■ What this exercise asks
(a) In the Valentine's Day blog post, roughly how much does the tub of Betty Crocker frosting cost?
(b) Reproduce the Valentine's Day blog post word for word from "Now that I am" to "completely Martha useless.".

■ Text segment

Now being a mother complicated all these things. I have to raise a daughter in a country that tells her that being fat or even a little curvy will cause social pariah-hood. If she's built like me this is a battle that may continue all her life, unless, maybe, I can pave the way for her to feel beautiful no matter what. I have to show her the balance between health and happiness. I have to fight some of these battles for her, and others I cannot. Turns out that to love your child is a kind of battlefield...

Sunday, February 14, 2010

Happy V-Day!

I usually am not one for the holidays. Really of any kind. Okay, I like Thanksgiving, nothing wrong with remembering to be thankful over a grotesquely large meail. Christmas is great, but the commercialization makes me ill. There are certain things I don't like about holidays. Holiday specific clothing for one. Why would I buy a a sweater that I can only wear for three weeks of the year? Have you ever seen a Christmas sweater where you thought, 'Yes, that was a good fashion choice.' I bet you haven't. I pointedly do not wear green on St. Patrick's Day. Whenever I think of people who truly enjoy holidays and all their trappings I usually picture an overly rouged woman, in a red jumper with heart antennae on her head bopping around an office or school with a glittery heart wand wishing everyone a 'Happy LOOOOOOVE Day!'
Sometimes I would wear black on Valentine's Day. Just because. Of all the minor holidays this one is a good one to hate, especially if your single. I get that, I respect that. I spent a lot of Valentine's Days hoping that a mysterious bouquet of flowers would show up. When it didn't I would claim that this was a stupid holiday only created by Hallmark. Which it probably is.
Now that I am happily married and have a child some of the bitterness has worn off and I can appreciate a reason to go out to dinner with my husband. What do I do for my baby though? What kind of cute thing can I do that won't make me feel like a total tool? I like to cook, seasonally appropriate baking! Maybe that can be my thing, I can make cookies and cupcakes according to the season! I can do that, it's food so it's not completely Martha useless.
Our friends, Jill and Nate, just had a baby, and we're on the list to take them dinner tonight. Like me Jill likes to bake, she'll appreciate Valentine's Day cookies. So off I to Nakumatt to buy all the things I need. The only cookie cutter they had in the shape of a heart was roughly the size of Emma's head, I snatched it up because largely I was just glad they had one. I got the appropriate red food color and treated myself to a tub of Betty Crocker frosting (costs about four bucks, so we usually don't buy it). I make my dough last night and per the instructions refridgerate it all night long.
This morning I whip it out eagerly, hard as a rock. Dang. I followed the instructions, I swear. So I left it out near the cooker for several hours until it was once again pliable. I happily rolled it out and cut away. Everything baked up great, now to frost. THis is usually the part of the process where I remember that sugar cookies are the more labor intensive of the cookie family. I had bought 'butter cream' (nowhere in the ingredients does the word butter appear) and realised that this would make the cookies stick together in transit and soon I would have a gooey tower or meteor of cookie-ness, rather than delightful heart shaped cookies. I opted for the icing sugar and milk route. The only available bottle of red food coloring did not have a convenient dropper spout. Only the recent past have I become okay with the color pink. I wouldn't wear it at all from about age ten to about three years ago. I still don't really gravitate towards it. I surprised everyone by selecting pink as one of the colors for Emma's nursery. Only as an accent though, and light pink I still can't do hot pink. I had forgotten in my selection of color that usually red food coloring and white powdered sugar make pink. I tipped the food coloring bottle carefully over the side of the bowl...BLURP! Hot pink frosting. I was too scared to make red because I didn't want it to look like the Texas Chainsaw Cookie Massacre. I started to carefully spread this hot pink concoction on the huge heart cookies. Emma was in the Baby Bjorn attached to my front, this was prime time to coo and bat at my knife. I never make enough frosting. So three batches of frosting later, in varying shades of pink and the last batch with too much milk and the last of the sugar so it was runny and violently pink, I was done. There they are the actual cookies well cut out and nicely shaped, the frosting, almost disastrous. Maybe I'll get better next year......

■ Data shown
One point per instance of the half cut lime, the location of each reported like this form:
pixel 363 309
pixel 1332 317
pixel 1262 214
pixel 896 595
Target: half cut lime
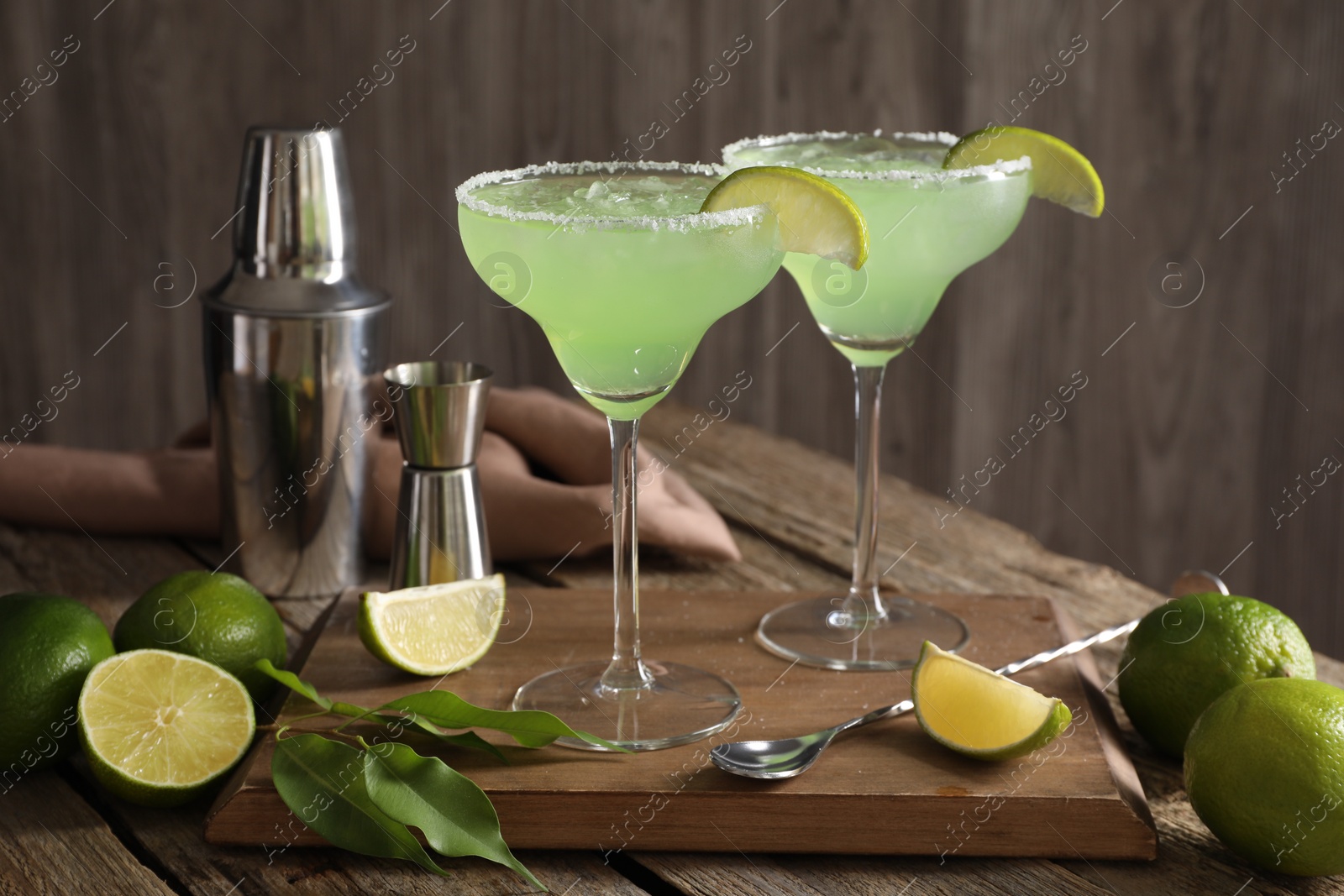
pixel 158 727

■ Solution set
(a) About four bucks.

(b)
Now that I am happily married and have a child some of the bitterness has worn off and I can appreciate a reason to go out to dinner with my husband. What do I do for my baby though? What kind of cute thing can I do that won't make me feel like a total tool? I like to cook, seasonally appropriate baking! Maybe that can be my thing, I can make cookies and cupcakes according to the season! I can do that, it's food so it's not completely Martha useless.